- GIVEN PROBLEM
Find each line in the data below that contains the word "water" and copy those lines. Treat uppercase and lowercase as different, so only lines with matching case count.

(Coordinate annotation records)
============

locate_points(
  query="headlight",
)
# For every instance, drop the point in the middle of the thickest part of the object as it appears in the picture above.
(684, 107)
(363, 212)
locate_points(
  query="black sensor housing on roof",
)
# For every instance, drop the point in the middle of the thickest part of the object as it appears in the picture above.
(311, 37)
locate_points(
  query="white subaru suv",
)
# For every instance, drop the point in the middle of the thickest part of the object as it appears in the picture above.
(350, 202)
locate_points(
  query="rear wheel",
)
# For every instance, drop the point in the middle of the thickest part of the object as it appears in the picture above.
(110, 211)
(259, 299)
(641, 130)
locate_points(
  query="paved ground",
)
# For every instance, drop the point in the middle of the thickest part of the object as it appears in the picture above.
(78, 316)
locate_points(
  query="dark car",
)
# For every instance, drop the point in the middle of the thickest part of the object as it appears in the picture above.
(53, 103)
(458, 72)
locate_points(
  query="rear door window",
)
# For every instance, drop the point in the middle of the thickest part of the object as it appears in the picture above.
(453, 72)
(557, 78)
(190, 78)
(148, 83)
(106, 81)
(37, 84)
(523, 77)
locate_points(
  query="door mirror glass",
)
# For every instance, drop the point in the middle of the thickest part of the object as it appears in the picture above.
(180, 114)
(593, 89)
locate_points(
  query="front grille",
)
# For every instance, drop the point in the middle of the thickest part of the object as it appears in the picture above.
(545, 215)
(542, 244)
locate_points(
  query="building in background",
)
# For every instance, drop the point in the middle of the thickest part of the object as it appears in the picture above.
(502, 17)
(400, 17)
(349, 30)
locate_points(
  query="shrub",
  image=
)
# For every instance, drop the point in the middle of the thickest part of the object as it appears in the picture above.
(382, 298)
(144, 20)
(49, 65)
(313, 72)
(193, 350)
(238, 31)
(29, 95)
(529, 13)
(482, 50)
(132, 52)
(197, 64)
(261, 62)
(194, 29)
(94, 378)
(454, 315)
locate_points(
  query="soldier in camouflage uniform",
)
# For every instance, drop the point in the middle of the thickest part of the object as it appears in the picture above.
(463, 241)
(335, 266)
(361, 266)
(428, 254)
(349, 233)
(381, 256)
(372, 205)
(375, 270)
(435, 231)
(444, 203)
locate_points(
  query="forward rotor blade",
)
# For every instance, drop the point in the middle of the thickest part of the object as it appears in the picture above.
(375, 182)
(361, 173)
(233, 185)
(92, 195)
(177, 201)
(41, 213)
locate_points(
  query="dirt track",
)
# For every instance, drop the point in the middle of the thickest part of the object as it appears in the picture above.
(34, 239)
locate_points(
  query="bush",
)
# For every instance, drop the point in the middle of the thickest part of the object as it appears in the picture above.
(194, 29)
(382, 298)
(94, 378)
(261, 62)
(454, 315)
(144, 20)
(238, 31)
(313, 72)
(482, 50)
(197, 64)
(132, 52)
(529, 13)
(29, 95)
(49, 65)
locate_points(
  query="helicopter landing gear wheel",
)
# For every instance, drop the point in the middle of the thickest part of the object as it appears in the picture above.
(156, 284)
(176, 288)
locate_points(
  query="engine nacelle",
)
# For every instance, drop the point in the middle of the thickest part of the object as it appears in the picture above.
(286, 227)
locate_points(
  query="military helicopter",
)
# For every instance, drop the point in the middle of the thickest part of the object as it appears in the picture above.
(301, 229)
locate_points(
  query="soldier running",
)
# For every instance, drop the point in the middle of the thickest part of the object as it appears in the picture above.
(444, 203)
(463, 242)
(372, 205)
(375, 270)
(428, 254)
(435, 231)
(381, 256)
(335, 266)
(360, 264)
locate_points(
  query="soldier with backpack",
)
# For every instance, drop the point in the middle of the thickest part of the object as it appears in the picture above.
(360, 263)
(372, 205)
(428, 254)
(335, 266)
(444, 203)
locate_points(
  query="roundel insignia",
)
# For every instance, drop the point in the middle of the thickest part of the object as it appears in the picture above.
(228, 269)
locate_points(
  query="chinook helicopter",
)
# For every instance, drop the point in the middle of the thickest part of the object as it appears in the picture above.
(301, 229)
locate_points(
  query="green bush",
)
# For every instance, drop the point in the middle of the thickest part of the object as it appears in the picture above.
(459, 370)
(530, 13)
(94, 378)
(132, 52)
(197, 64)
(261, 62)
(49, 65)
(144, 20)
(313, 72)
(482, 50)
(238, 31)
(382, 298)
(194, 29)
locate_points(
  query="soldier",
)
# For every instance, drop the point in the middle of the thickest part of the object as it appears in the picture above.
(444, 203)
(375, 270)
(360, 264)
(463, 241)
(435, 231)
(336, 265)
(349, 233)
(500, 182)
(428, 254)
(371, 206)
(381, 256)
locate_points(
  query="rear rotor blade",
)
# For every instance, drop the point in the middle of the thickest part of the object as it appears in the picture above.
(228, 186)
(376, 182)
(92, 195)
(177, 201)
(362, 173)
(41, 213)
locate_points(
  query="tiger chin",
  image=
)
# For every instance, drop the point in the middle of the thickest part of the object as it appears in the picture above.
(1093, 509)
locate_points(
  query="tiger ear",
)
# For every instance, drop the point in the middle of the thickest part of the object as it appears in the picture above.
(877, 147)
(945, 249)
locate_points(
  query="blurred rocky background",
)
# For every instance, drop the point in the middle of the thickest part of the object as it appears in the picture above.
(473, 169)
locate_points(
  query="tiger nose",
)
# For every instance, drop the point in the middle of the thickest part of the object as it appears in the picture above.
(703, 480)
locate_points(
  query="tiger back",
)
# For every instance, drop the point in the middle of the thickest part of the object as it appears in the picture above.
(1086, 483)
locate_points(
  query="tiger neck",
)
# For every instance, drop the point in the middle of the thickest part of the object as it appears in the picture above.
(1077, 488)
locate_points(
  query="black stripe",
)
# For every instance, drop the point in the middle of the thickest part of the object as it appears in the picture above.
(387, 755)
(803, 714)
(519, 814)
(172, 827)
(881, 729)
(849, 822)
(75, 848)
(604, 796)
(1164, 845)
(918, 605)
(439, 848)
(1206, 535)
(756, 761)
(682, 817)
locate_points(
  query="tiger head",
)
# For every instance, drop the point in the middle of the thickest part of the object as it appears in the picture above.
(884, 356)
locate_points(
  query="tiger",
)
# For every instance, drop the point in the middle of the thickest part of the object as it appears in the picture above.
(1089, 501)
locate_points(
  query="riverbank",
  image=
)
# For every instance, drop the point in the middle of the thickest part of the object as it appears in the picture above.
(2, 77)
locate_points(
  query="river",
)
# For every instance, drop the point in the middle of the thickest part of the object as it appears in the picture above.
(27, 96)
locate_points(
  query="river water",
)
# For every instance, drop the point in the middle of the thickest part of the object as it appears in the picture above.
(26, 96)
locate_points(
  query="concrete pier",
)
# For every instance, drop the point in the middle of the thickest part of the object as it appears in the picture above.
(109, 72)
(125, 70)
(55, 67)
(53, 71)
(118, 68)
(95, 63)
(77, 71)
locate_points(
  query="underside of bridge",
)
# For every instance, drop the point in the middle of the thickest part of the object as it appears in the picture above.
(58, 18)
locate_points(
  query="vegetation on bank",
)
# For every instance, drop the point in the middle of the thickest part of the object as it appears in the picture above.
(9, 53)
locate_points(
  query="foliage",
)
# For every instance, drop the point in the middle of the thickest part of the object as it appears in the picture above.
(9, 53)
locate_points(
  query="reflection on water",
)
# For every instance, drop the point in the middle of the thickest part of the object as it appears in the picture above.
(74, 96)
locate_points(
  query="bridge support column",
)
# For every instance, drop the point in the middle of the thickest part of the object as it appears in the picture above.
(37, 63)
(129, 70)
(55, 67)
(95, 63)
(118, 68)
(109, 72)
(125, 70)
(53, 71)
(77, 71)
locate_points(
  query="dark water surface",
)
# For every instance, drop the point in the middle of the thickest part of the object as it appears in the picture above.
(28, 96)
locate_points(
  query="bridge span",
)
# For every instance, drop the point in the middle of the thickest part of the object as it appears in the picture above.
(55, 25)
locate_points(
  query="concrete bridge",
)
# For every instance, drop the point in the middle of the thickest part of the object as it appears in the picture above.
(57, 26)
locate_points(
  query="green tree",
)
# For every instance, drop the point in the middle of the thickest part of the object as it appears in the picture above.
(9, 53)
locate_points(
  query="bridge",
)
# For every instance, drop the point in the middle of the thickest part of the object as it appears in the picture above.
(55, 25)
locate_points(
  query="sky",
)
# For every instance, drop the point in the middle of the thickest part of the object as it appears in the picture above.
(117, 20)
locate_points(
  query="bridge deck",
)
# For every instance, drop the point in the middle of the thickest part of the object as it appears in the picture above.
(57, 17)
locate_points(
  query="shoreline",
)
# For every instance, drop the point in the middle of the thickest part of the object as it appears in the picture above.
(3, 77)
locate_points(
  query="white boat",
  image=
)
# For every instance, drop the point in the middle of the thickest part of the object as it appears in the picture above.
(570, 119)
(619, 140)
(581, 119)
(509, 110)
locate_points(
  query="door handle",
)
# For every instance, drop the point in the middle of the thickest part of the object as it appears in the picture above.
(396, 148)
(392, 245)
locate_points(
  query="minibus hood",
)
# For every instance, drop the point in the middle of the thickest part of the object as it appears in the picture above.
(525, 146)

============

- REPLY
  query="river water",
  query="reflection on water",
  query="dark water surface",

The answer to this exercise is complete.